<<<<
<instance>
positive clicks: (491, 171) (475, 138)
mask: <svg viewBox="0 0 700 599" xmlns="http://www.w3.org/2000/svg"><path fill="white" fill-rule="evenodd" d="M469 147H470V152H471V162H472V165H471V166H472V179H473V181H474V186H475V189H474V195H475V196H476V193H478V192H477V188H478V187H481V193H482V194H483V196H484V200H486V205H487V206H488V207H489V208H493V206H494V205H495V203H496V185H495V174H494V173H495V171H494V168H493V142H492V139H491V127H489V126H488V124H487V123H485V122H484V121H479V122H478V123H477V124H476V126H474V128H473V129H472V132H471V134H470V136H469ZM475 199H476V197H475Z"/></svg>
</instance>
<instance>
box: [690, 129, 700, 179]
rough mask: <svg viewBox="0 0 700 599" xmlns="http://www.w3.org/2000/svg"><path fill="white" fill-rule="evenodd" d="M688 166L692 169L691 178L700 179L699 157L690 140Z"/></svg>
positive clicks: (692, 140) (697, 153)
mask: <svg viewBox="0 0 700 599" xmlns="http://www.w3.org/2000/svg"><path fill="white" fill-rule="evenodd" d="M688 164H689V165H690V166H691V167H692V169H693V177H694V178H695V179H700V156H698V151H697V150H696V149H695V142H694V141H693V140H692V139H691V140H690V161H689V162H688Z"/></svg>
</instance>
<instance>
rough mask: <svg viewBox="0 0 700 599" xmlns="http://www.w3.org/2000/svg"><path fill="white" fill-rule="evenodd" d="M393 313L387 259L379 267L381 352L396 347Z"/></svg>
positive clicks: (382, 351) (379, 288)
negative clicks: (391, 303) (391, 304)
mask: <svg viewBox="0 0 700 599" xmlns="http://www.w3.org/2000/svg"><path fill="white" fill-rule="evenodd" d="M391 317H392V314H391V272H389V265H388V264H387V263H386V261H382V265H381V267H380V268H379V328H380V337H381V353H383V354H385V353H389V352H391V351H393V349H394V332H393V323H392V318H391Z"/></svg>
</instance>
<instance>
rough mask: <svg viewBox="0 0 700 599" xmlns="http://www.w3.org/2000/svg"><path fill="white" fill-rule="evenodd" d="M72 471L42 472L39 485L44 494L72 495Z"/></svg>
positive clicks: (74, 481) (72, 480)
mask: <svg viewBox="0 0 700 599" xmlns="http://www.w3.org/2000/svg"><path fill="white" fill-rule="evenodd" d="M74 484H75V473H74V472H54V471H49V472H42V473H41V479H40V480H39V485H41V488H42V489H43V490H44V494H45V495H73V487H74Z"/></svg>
>>>>
== What you should do ==
Output the records as a Markdown table with the columns "No." and "Text", one numbered row per line, skipping blank lines. Begin at the line that has "negative clicks: (391, 303) (391, 304)" and stop at the end of the records.

== Problem solution ==
| No. | Text |
|---|---|
| 1 | negative clicks: (391, 303) (391, 304) |
| 2 | mask: <svg viewBox="0 0 700 599" xmlns="http://www.w3.org/2000/svg"><path fill="white" fill-rule="evenodd" d="M391 317H392V314H391V272H389V265H388V264H387V263H386V261H382V265H381V267H380V268H379V328H380V337H381V353H383V354H385V353H389V352H391V351H393V349H394V332H393V323H392V318H391Z"/></svg> |
| 3 | </instance> |
| 4 | <instance> |
| 5 | rough mask: <svg viewBox="0 0 700 599" xmlns="http://www.w3.org/2000/svg"><path fill="white" fill-rule="evenodd" d="M72 471L42 472L39 485L44 494L72 495Z"/></svg> |
| 6 | positive clicks: (74, 481) (72, 480) |
| 7 | mask: <svg viewBox="0 0 700 599" xmlns="http://www.w3.org/2000/svg"><path fill="white" fill-rule="evenodd" d="M74 484H75V473H74V472H54V471H49V472H42V473H41V479H40V480H39V485H41V488H42V489H43V490H44V494H45V495H73V487H74Z"/></svg> |